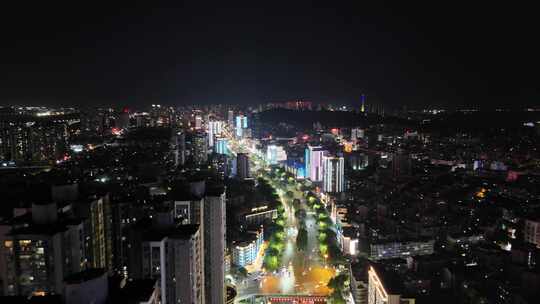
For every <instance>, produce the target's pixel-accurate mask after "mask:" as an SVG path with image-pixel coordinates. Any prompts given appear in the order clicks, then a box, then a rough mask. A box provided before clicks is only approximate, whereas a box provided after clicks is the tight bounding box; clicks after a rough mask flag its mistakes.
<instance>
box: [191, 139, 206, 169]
mask: <svg viewBox="0 0 540 304" xmlns="http://www.w3.org/2000/svg"><path fill="white" fill-rule="evenodd" d="M206 137H207V135H206V133H203V132H197V133H195V134H193V136H192V139H191V145H192V147H191V150H192V152H193V153H192V159H193V163H194V164H195V165H202V164H205V163H206V162H208V142H207V139H206Z"/></svg>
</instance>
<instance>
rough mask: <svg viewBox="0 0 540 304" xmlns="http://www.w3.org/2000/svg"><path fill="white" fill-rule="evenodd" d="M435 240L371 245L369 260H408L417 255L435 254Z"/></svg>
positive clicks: (386, 243)
mask: <svg viewBox="0 0 540 304" xmlns="http://www.w3.org/2000/svg"><path fill="white" fill-rule="evenodd" d="M434 245H435V241H434V240H410V241H387V242H377V243H371V244H370V246H369V249H370V251H369V258H370V259H371V260H382V259H393V258H406V257H409V256H416V255H430V254H433V246H434Z"/></svg>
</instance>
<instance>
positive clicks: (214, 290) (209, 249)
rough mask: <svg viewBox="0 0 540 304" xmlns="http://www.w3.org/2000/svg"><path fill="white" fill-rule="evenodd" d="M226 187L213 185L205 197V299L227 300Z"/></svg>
mask: <svg viewBox="0 0 540 304" xmlns="http://www.w3.org/2000/svg"><path fill="white" fill-rule="evenodd" d="M225 197H226V194H225V189H224V188H223V187H213V188H209V189H207V191H206V196H205V198H204V270H205V278H204V283H205V300H206V302H207V303H213V304H214V303H215V304H223V303H224V302H225V267H224V263H225V244H226V242H225V239H226V230H225V218H226V217H225V216H226V213H225Z"/></svg>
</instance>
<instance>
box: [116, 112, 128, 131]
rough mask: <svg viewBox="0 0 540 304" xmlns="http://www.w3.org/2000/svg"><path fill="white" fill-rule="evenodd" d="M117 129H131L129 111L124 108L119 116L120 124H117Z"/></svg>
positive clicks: (116, 124) (118, 120)
mask: <svg viewBox="0 0 540 304" xmlns="http://www.w3.org/2000/svg"><path fill="white" fill-rule="evenodd" d="M116 127H117V128H120V129H127V128H129V109H128V108H123V109H122V111H121V112H120V114H118V123H117V124H116Z"/></svg>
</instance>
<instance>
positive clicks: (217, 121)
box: [208, 120, 223, 147]
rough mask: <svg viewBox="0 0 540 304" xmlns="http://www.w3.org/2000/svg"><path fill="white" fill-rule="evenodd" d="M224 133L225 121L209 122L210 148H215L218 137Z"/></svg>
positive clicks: (209, 145) (208, 133) (208, 125)
mask: <svg viewBox="0 0 540 304" xmlns="http://www.w3.org/2000/svg"><path fill="white" fill-rule="evenodd" d="M222 132H223V121H219V120H214V121H209V122H208V146H209V147H213V146H214V141H215V138H216V136H219V135H221V133H222Z"/></svg>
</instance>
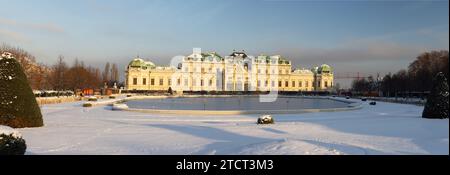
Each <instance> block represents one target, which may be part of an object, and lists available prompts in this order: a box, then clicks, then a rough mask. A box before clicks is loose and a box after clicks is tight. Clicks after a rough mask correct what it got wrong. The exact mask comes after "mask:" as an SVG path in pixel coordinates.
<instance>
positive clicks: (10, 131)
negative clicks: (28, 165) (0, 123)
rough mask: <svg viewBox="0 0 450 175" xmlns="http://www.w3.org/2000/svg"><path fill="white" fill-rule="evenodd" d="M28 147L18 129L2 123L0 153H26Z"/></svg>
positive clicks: (4, 154)
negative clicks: (13, 127) (3, 124)
mask: <svg viewBox="0 0 450 175" xmlns="http://www.w3.org/2000/svg"><path fill="white" fill-rule="evenodd" d="M26 149H27V145H26V143H25V140H24V139H23V138H22V135H21V134H20V133H19V132H18V131H16V130H14V129H13V128H10V127H8V126H3V125H0V155H24V154H25V151H26Z"/></svg>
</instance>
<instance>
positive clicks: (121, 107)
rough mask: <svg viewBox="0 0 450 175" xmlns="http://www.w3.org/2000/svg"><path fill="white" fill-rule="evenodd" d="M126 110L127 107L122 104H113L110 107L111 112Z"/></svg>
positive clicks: (122, 103) (127, 107)
mask: <svg viewBox="0 0 450 175" xmlns="http://www.w3.org/2000/svg"><path fill="white" fill-rule="evenodd" d="M126 109H128V106H127V105H126V104H123V103H114V104H113V106H112V110H114V111H121V110H126Z"/></svg>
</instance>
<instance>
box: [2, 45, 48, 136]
mask: <svg viewBox="0 0 450 175" xmlns="http://www.w3.org/2000/svg"><path fill="white" fill-rule="evenodd" d="M0 125H6V126H10V127H13V128H24V127H40V126H43V125H44V122H43V120H42V114H41V109H40V108H39V106H38V104H37V102H36V98H35V96H34V94H33V91H32V90H31V87H30V85H29V83H28V79H27V77H26V75H25V73H24V70H23V68H22V66H21V65H20V64H19V62H18V61H17V60H16V59H15V58H14V57H13V56H12V55H11V54H8V53H3V54H2V57H0Z"/></svg>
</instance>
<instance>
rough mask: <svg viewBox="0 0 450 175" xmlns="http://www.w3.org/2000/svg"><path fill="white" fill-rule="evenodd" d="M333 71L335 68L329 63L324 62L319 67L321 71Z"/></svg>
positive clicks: (327, 71) (320, 71)
mask: <svg viewBox="0 0 450 175" xmlns="http://www.w3.org/2000/svg"><path fill="white" fill-rule="evenodd" d="M332 71H333V69H332V68H331V66H329V65H327V64H322V66H320V67H319V69H318V72H319V73H331V72H332Z"/></svg>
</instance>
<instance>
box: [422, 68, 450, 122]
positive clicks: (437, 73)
mask: <svg viewBox="0 0 450 175" xmlns="http://www.w3.org/2000/svg"><path fill="white" fill-rule="evenodd" d="M448 105H449V104H448V82H447V78H445V75H444V73H442V72H439V73H437V74H436V77H434V79H433V85H432V88H431V92H430V95H429V96H428V99H427V103H426V104H425V109H424V110H423V113H422V117H423V118H438V119H443V118H448Z"/></svg>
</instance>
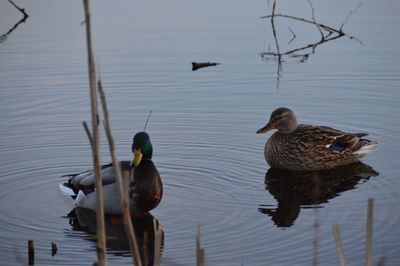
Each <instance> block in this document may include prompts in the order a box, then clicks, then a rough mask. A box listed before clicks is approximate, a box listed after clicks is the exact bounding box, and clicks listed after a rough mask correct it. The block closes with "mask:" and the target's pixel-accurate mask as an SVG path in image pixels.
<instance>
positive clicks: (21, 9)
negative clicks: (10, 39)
mask: <svg viewBox="0 0 400 266" xmlns="http://www.w3.org/2000/svg"><path fill="white" fill-rule="evenodd" d="M8 2H10V4H12V5H13V6H14V7H15V8H16V9H18V10H19V12H21V13H22V14H23V15H24V19H26V18H27V17H29V15H28V14H27V13H26V12H25V8H22V7H19V6H18V5H17V4H16V3H14V1H13V0H8Z"/></svg>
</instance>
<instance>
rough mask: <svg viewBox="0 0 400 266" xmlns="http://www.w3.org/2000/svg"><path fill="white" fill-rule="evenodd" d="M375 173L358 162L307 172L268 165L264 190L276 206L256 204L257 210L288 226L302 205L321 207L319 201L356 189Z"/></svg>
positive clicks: (292, 224) (265, 179) (298, 212)
mask: <svg viewBox="0 0 400 266" xmlns="http://www.w3.org/2000/svg"><path fill="white" fill-rule="evenodd" d="M378 175H379V173H378V172H376V171H375V170H374V169H373V168H372V167H371V166H368V165H366V164H364V163H361V162H358V163H354V164H350V165H346V166H342V167H339V168H335V169H332V170H323V171H309V172H298V171H288V170H278V169H272V168H270V169H269V170H268V171H267V173H266V174H265V189H266V190H268V192H269V193H270V194H271V195H272V196H274V198H275V199H276V200H277V202H278V206H277V207H272V206H270V205H260V207H259V211H260V212H261V213H264V214H267V215H268V216H270V217H271V220H272V221H273V222H274V223H275V225H276V226H278V227H290V226H292V225H293V224H294V222H295V221H296V219H297V217H298V216H299V213H300V210H301V209H302V208H318V207H321V206H320V204H321V203H325V202H328V201H329V200H330V199H333V198H335V197H337V196H339V195H340V193H342V192H344V191H347V190H350V189H354V188H356V186H357V184H359V183H360V181H364V182H365V181H367V180H368V179H369V178H370V177H371V176H378Z"/></svg>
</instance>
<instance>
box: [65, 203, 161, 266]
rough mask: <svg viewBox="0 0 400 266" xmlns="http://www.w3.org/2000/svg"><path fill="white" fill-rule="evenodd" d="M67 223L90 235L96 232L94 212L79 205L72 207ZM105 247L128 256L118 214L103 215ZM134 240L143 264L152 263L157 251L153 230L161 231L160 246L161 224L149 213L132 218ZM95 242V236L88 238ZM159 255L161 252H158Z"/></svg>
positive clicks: (151, 263)
mask: <svg viewBox="0 0 400 266" xmlns="http://www.w3.org/2000/svg"><path fill="white" fill-rule="evenodd" d="M68 217H69V223H70V225H71V226H72V229H73V230H76V231H83V232H86V233H88V234H91V235H93V234H94V235H95V234H96V232H97V227H96V212H94V211H92V210H88V209H84V208H80V207H76V208H74V209H73V210H72V211H71V212H70V213H69V214H68ZM104 220H105V228H106V240H107V243H106V244H107V249H108V250H111V251H113V254H115V255H118V256H129V255H130V248H129V242H128V238H127V236H126V233H125V229H124V224H123V218H122V216H119V215H105V219H104ZM132 225H133V228H134V230H135V234H136V240H137V243H138V246H139V251H140V255H141V258H142V261H143V264H144V265H153V263H154V256H155V255H156V253H157V243H156V238H155V230H157V231H161V235H162V237H161V240H162V243H161V248H162V246H163V245H164V231H163V229H162V225H161V224H160V223H159V221H158V220H157V219H155V218H154V217H153V216H152V215H151V214H150V213H146V214H144V215H141V216H140V217H136V218H135V219H132ZM90 240H93V242H96V241H97V240H96V238H93V239H90ZM159 255H161V254H159Z"/></svg>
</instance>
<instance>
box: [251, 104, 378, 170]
mask: <svg viewBox="0 0 400 266" xmlns="http://www.w3.org/2000/svg"><path fill="white" fill-rule="evenodd" d="M271 129H277V130H278V131H277V132H275V133H274V134H272V136H271V137H270V138H269V139H268V141H267V143H266V145H265V150H264V155H265V159H266V161H267V162H268V164H269V165H270V166H271V167H273V168H278V169H287V170H299V171H308V170H322V169H331V168H335V167H337V166H341V165H347V164H350V163H354V162H357V161H359V160H360V159H361V158H362V157H364V156H365V154H366V153H368V152H369V151H371V150H373V149H375V147H376V144H377V143H376V142H373V141H370V140H367V139H364V138H363V137H364V136H366V135H367V134H365V133H346V132H342V131H340V130H336V129H333V128H330V127H325V126H311V125H303V124H301V125H297V120H296V117H295V115H294V113H293V112H292V111H291V110H290V109H288V108H278V109H277V110H275V111H274V112H273V113H272V114H271V118H270V120H269V122H268V124H267V125H266V126H265V127H263V128H262V129H260V130H259V131H257V133H264V132H267V131H269V130H271Z"/></svg>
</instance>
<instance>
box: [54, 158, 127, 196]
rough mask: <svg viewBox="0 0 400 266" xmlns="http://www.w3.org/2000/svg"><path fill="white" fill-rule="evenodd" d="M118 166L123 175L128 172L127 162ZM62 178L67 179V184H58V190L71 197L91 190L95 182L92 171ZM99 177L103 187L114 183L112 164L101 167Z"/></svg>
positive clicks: (93, 174) (92, 187)
mask: <svg viewBox="0 0 400 266" xmlns="http://www.w3.org/2000/svg"><path fill="white" fill-rule="evenodd" d="M120 164H121V171H122V172H123V173H124V172H127V171H128V172H129V171H130V169H131V167H130V162H129V161H121V162H120ZM64 177H68V182H66V183H62V184H60V190H61V192H62V193H63V194H66V195H71V194H72V195H71V196H76V195H77V194H78V192H79V190H93V189H94V186H95V182H96V177H95V174H94V171H93V170H87V171H83V172H80V173H77V174H72V175H65V176H64ZM101 177H102V182H103V186H105V185H109V184H113V183H115V181H116V176H115V169H114V166H113V164H112V163H110V164H106V165H102V166H101ZM71 190H72V191H71Z"/></svg>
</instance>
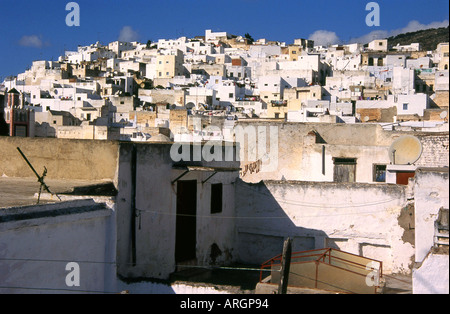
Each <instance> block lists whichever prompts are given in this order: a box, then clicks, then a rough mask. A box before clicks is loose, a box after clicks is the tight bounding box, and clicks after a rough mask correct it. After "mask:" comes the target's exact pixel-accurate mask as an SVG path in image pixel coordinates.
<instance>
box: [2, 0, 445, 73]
mask: <svg viewBox="0 0 450 314" xmlns="http://www.w3.org/2000/svg"><path fill="white" fill-rule="evenodd" d="M69 2H71V1H68V0H0V6H1V7H0V8H1V9H0V12H1V14H0V81H3V79H4V78H5V77H6V76H8V75H17V74H18V73H21V72H23V71H24V70H25V69H26V68H27V67H29V66H30V65H31V62H32V61H33V60H41V59H45V60H52V59H53V60H57V59H58V56H60V55H62V54H63V52H64V50H65V49H66V50H76V48H77V46H78V45H88V44H91V43H95V42H96V41H100V42H101V43H103V44H106V43H109V42H112V41H114V40H117V39H119V37H120V36H122V39H123V38H129V39H133V40H138V41H141V42H146V41H147V40H148V39H150V40H152V41H157V40H158V39H160V38H166V39H171V38H178V37H181V36H187V37H194V36H198V35H204V31H205V29H212V30H213V31H226V32H229V33H231V34H235V35H244V34H245V33H250V34H251V35H252V37H253V38H255V39H259V38H267V39H269V40H278V41H284V42H286V43H287V44H289V43H293V40H294V39H295V38H310V37H311V38H313V39H315V40H316V42H319V41H322V42H324V43H347V42H349V41H367V39H373V38H375V37H383V36H387V35H392V34H396V33H399V32H405V31H415V30H418V29H423V28H430V27H442V26H447V25H448V20H449V13H448V12H449V3H448V1H447V0H378V1H374V2H376V3H378V4H379V6H380V26H373V27H369V26H367V25H366V23H365V19H366V16H367V14H369V13H370V12H369V11H366V5H367V4H368V3H369V2H371V0H341V1H339V0H314V1H311V0H308V1H306V0H283V1H273V0H272V1H269V0H228V1H217V0H210V1H206V0H133V1H129V0H90V1H87V0H75V2H76V3H78V4H79V6H80V26H78V27H76V26H74V27H68V26H67V25H66V23H65V20H66V16H67V14H69V11H66V10H65V7H66V4H67V3H69Z"/></svg>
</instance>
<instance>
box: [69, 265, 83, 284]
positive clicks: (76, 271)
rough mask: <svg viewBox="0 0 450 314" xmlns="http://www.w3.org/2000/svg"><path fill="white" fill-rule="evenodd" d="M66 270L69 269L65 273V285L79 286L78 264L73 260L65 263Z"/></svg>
mask: <svg viewBox="0 0 450 314" xmlns="http://www.w3.org/2000/svg"><path fill="white" fill-rule="evenodd" d="M66 271H69V273H68V274H67V275H66V286H68V287H79V286H80V265H79V264H78V263H75V262H70V263H67V265H66Z"/></svg>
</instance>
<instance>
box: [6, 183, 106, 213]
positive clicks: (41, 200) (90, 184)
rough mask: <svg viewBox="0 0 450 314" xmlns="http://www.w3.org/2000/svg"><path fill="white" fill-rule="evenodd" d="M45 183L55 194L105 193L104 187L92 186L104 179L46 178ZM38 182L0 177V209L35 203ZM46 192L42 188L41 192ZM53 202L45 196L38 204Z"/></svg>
mask: <svg viewBox="0 0 450 314" xmlns="http://www.w3.org/2000/svg"><path fill="white" fill-rule="evenodd" d="M45 183H46V184H47V186H48V187H49V189H50V191H51V192H53V193H55V194H69V193H74V192H73V191H77V190H81V191H83V192H82V193H81V195H105V194H107V193H104V191H103V190H104V189H103V190H102V189H98V188H93V187H96V186H99V185H100V186H101V185H104V184H105V183H106V182H105V181H83V180H51V179H48V180H47V179H46V180H45ZM39 187H40V183H39V182H38V181H37V178H16V177H14V178H12V177H0V209H1V208H9V207H20V206H29V205H36V203H37V196H35V195H36V194H37V193H39ZM44 193H47V192H46V191H45V190H42V194H44ZM57 201H58V200H57ZM48 203H55V201H49V200H46V199H45V198H41V200H40V201H39V204H48Z"/></svg>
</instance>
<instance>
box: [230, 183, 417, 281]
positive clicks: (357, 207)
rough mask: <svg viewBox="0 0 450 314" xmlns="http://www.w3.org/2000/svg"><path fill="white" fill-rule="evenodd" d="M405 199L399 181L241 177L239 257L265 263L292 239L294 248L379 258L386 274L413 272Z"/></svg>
mask: <svg viewBox="0 0 450 314" xmlns="http://www.w3.org/2000/svg"><path fill="white" fill-rule="evenodd" d="M406 198H407V188H406V187H405V186H397V185H384V184H383V185H380V184H376V185H375V184H342V183H323V182H322V183H317V182H299V181H263V182H260V183H258V184H248V183H244V182H242V181H239V182H238V183H237V184H236V212H237V215H238V218H237V226H238V240H239V241H238V248H239V259H240V261H242V262H246V263H253V264H260V263H262V262H264V261H266V260H268V259H270V258H272V257H274V256H276V255H277V254H280V253H281V252H282V249H283V240H284V239H285V238H286V237H292V238H293V251H303V250H310V249H319V248H325V247H333V248H338V249H340V250H343V251H346V252H349V253H354V254H358V255H362V256H365V257H368V258H372V259H376V260H380V261H382V262H383V272H385V273H399V272H403V273H408V272H410V268H411V263H412V259H413V256H414V247H413V244H412V243H410V242H408V241H409V240H408V239H406V238H405V237H404V236H405V235H406V234H407V232H408V230H406V228H405V227H404V226H403V225H404V223H403V220H404V219H407V217H409V215H408V214H407V213H408V209H407V208H408V207H407V206H406V204H407V199H406ZM405 213H406V218H405ZM411 242H412V241H411Z"/></svg>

-----

Your task -
Return every line that contains the string "coordinates", matching case exactly.

Result of the task -
For every <instance>, produce the target's pixel-accurate mask after "mask:" as an SVG path with image-pixel coordinates. Any prompts given appear in the order clicks, then a box, then a rough mask. A box provided before clicks is only approximate, whereas a box provided after clicks is the tight bounding box; clicks after a rough mask flag its mistakes.
Each <instance> block represents one target, which may be part of an object, and lists available prompts in this order: a box, then clicks, then a rough mask. A box before clicks is loose and a box after clicks is tight. Clicks after a rough mask correct what it got wrong. The exact mask comes after "mask:" as an SVG path in pixel coordinates.
Each <instance> block lists whichever prompts are given in this order: a box, then clicks, then a rough mask. A box before clicks is loose, a box after clicks is the tight bounding box, and clicks after a rough mask correct it. After "mask:" comes the target's exact pixel-accurate mask as an SVG path in image pixel coordinates.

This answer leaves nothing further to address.